[WHAT YOU ARE ASKED TO DO]: Retype, without any change, the line that contains "Target: glass bottle" and every line that follows it to the end of the entries, and nothing else.

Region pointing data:
--------------------------------------------------
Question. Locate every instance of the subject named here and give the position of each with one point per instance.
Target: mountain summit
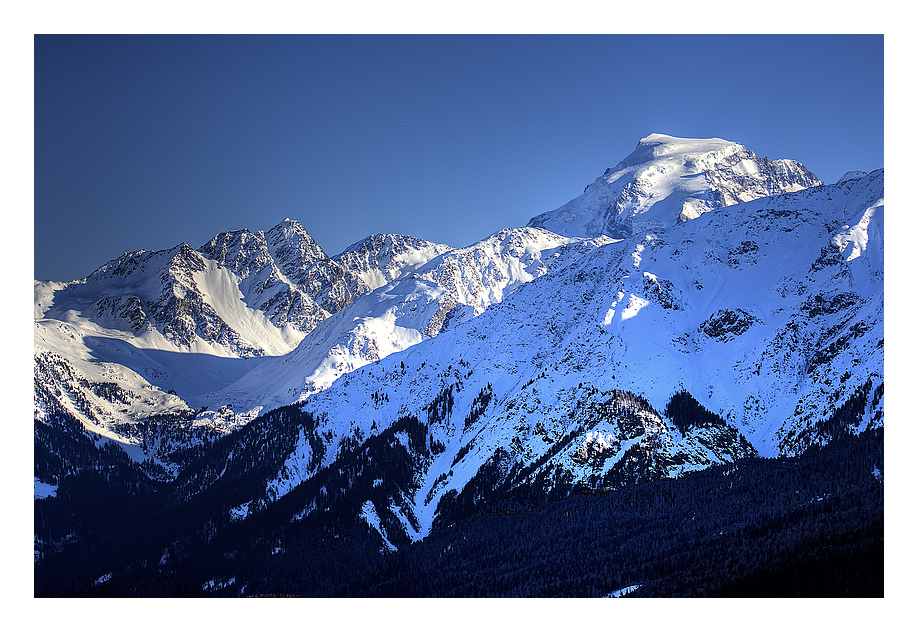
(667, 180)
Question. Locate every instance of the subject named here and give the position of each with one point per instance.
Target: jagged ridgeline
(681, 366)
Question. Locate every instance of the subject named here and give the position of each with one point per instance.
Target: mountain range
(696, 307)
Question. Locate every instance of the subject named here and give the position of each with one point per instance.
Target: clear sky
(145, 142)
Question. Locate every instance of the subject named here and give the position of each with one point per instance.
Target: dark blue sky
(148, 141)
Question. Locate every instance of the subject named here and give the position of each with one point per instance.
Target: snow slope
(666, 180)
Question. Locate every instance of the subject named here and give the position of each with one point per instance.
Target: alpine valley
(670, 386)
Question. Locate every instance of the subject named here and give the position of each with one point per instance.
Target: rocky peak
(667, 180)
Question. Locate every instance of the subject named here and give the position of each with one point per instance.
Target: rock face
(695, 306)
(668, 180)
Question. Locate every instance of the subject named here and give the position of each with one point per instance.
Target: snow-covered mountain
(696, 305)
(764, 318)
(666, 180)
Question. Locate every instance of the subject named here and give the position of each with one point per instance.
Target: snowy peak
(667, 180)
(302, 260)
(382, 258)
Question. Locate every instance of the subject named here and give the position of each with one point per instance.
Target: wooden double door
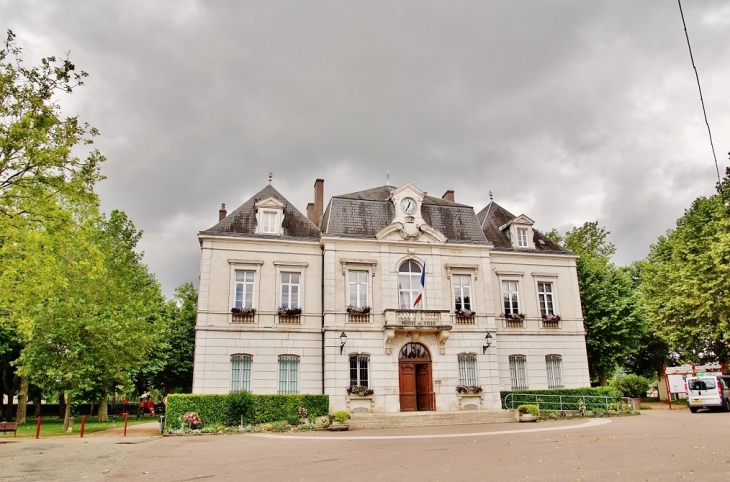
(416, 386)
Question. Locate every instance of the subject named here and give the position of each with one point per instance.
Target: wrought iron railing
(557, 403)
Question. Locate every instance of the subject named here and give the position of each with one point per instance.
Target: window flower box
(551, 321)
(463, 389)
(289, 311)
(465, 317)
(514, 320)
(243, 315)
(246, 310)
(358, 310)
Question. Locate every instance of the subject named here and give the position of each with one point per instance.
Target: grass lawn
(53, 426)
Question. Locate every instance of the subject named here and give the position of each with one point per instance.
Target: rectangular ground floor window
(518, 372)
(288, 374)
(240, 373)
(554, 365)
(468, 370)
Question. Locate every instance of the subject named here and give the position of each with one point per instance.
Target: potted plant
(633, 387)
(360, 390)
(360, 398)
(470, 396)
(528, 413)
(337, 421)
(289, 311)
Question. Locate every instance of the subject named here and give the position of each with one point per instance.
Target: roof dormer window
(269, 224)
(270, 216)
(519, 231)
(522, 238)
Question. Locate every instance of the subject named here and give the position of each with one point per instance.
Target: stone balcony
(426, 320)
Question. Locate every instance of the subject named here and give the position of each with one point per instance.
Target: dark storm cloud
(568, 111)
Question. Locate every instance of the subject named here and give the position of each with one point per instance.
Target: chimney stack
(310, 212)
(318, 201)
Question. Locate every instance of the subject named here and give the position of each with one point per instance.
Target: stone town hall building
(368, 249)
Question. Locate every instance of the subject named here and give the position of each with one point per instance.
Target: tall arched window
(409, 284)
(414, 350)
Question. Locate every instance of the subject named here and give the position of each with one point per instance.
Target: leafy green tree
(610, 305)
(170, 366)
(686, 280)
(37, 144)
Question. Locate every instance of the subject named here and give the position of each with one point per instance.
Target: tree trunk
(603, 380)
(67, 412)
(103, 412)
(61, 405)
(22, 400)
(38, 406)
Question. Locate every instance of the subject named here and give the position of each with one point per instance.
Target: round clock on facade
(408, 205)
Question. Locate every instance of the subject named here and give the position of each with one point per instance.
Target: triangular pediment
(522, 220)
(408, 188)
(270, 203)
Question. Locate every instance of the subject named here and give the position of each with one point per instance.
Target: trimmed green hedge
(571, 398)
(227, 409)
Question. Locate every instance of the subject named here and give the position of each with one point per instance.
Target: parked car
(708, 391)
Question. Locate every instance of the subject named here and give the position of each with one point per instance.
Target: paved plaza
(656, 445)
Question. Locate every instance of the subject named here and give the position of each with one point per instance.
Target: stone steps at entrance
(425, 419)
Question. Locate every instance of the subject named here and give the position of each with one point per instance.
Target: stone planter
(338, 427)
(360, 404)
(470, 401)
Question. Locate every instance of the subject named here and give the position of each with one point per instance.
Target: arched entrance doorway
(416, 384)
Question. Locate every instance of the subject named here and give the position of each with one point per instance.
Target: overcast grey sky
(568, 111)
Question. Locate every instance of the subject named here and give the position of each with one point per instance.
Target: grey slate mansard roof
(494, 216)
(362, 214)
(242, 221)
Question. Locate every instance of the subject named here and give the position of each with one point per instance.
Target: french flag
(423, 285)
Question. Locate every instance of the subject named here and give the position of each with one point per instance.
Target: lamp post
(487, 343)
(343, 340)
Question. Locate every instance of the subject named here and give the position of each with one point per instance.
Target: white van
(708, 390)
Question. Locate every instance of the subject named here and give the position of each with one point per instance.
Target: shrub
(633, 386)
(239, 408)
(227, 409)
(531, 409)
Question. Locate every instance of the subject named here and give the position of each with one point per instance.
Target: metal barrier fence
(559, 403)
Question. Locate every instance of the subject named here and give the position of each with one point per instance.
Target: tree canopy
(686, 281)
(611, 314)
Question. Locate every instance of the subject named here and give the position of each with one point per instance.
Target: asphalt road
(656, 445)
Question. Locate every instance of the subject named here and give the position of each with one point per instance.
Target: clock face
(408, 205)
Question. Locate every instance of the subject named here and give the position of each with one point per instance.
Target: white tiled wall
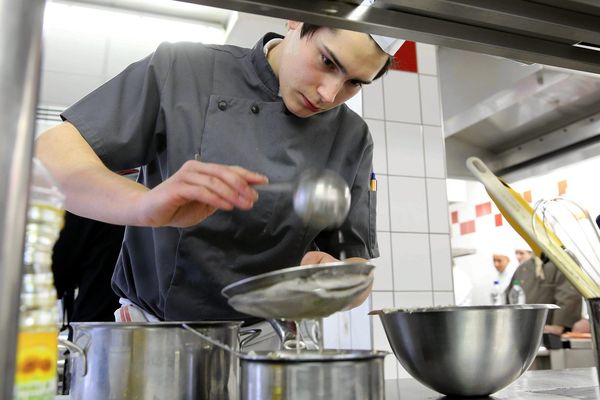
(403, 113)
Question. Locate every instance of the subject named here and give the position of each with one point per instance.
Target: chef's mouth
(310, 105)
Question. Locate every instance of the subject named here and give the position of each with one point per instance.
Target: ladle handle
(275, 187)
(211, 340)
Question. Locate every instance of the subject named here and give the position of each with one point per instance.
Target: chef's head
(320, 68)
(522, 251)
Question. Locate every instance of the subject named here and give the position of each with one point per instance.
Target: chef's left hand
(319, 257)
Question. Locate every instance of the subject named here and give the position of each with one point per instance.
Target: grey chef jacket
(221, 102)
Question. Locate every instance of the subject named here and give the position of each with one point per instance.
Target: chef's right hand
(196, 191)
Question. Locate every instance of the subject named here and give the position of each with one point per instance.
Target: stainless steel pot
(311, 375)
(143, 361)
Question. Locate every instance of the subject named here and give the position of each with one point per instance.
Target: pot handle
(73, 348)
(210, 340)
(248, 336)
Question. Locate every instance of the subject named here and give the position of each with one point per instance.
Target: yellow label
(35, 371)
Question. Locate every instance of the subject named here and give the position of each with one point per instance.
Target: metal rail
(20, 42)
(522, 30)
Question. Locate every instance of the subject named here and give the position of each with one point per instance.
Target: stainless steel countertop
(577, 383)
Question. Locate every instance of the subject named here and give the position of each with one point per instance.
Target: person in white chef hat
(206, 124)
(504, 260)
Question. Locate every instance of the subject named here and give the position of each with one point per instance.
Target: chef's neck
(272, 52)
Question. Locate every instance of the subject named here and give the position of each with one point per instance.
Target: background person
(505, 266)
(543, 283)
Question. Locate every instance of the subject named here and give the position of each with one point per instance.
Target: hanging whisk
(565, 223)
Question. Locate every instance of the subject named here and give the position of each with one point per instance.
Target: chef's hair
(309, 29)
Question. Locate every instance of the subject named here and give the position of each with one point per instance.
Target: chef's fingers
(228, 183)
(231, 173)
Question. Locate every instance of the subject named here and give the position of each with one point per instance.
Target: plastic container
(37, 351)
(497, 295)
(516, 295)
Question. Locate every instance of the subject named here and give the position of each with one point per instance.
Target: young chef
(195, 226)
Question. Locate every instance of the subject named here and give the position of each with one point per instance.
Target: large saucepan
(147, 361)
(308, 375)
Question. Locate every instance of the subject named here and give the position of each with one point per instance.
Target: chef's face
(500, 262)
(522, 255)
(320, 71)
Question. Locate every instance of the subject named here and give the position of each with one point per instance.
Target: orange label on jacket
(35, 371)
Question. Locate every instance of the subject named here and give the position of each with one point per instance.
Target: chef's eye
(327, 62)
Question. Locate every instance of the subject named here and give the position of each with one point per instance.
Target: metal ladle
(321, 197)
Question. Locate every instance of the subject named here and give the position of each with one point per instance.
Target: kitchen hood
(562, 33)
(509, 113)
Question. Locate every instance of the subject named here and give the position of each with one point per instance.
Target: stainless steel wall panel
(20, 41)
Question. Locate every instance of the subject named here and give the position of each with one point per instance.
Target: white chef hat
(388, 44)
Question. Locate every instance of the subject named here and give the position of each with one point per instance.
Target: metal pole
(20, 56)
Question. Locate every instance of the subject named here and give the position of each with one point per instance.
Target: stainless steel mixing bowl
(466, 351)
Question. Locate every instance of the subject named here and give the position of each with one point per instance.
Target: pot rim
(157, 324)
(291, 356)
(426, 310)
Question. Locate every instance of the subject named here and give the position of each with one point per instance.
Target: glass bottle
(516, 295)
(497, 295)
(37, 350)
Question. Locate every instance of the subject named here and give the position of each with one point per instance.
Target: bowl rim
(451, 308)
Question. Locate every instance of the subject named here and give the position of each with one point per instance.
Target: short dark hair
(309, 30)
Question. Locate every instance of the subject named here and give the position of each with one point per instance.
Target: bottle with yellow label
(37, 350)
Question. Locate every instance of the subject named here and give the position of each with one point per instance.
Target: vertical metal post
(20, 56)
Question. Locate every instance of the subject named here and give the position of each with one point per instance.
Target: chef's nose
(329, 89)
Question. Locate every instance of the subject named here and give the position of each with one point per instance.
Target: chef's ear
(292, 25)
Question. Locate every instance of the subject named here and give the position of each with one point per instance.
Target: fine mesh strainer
--------------------------------------------------
[ANSWER BELOW]:
Target: glass bottle
(516, 295)
(497, 295)
(37, 350)
Question. Locate every instance of the subject named here and give the position of each with one point per instance.
Target: bowl rim
(451, 308)
Question. Locate every instance of the subject named here and give the position of each with one point per instance.
Target: short dark hair
(309, 30)
Question. Locate every instance of the subject named here and give the position of each with one point per instance.
Target: bottle with yellow label
(37, 350)
Question. Locate every instance of the subject named here and give the position of each with one point per instance.
Target: vertical metal post
(20, 56)
Question. Locate every instance of the subject named here and give the position of each with one point per instance.
Target: chef's nose
(329, 89)
Question. Locate every instance of the subject named here and give the position of each with one point per instance.
Target: chef's ear
(292, 25)
Question. Locate every instance of the subject named here and give the position of each with one point per instance.
Target: fine mesh strainer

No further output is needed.